We need to upgrade all aspects of our political practice by modifying our political imagination, methodologies and organizational principles.

In other words, we must redesign the “Operating System” of the Left.

4.1. Building power

It is clear that we must create new popular power if we want to bring substantial change or become resilient instead of just handling the remaining – seriously depleted if not already exhausted – popular power inscribed in the traditional institutions.

The question is what it means to do politics in order to produce popular power without presupposing the traditional democratic functioning and in order to restore it by newly transforming it?

From my experience, when people in the Left contemplate and talk about what are we doing, how are we aligning our forces, how are we functioning etc., they tend to agree with the claim that we need to be more innovative, better adapted and more efficient.

But when the very same people actually do politics they reproduce priorities, mental images, methods and organizational habits that they already know are not sufficient or adequate anymore.

This means that there are implicit, deep-rooted norms that shape crucially the range of our collective actions, rhetoric, decisions and eventually strategy.

It’s not important what we think, it’s what we know how to do that matters.

And the latter is a product of our collective imagination, methodology and organizational principles.

The constitution and expansion of a dynamic and resilient network of production of economic and social power under people’s control requires creative and managerial qualities relevant to the current, highly diversified and rapidly changing social field. Moreover, the functional articulation of elements of the network in alternative patterns of performing vital functions of society requires integrated circuits, a high degree of coordination and many other qualities.

**Aim of the task:** Please carry on the passage above about building popular power on the Left, beginning right after its final sentence.

**Data segment:**
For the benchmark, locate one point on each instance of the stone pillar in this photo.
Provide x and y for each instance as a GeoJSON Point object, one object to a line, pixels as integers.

**Written reply:**
Constituting and expanding such a network includes the need for building relevant institutions and organizations.

Our opponents have already spotted the shifting nature of the battlefield and they have already moved to new unclassified ways of organizing and acting.

They develop new kinds of institutions that mostly incorporate values and methods of our own logic and are compatible with the new emerging environment of fast flows of information, digital frameworks of action and production etc.

They also explore new methods and models; for example, “open innovation” models – here you can see several diagrams and visualizations of these models – emerged the last few years to facilitate the R&D departments of big multinational companies to cope with the current distributed nature of knowledge and expertise that exceeds their past ways of control and usurpation of the human intellectual creativity and innovation.

It is evident that the organizational forms and models that we need in order to create and expand the NESP will be unclassified and hybrid from a traditional point of view.

Moreover, we often tend to underestimate and neglect problems of internal functioning.

We believe in and fight for the promotion of the logic of cooperation and democracy against the logic of competition but in practice our organizations suffer severely in terms of cooperation and democracy on the operational/organizational level.

Ten people tend to be less effective when they work together, interpersonal dynamics tend to deteriorate our processes and our decision-making processes in larger groups tend to be time-consuming, incoherent and dysfunctional.

We must and set up a process of identifying best practices, methods and regulations – both from the experience of our collectivities and from the scientific production regarding issues such as management, leadership, organizational, complexity and network systems theories, psychology etc. – in order to upgrade our forces.

Our actions and initiatives are currently not connected properly with each other, they are fragmented and isolated, destined to face the same difficulties again and again.

It is vital to upgrade our operational capacities through appropriate processes and nodes of connection, facilitating smooth flows of know-how, best practices and information, building databases and accumulating knowledge and expertise in an easily retrievable and useful way etc.

Actually, this is the advantage of multinational and large corporations in general, in comparison to others: they have a vast social network and powerful databases that give them the necessary tools to plan and pursue their goals while at the same time their smaller competitors seem blind and disarrayed in a global environment of rapid changes.

We need these qualities if we want really to be relevant and useful to the people from now on.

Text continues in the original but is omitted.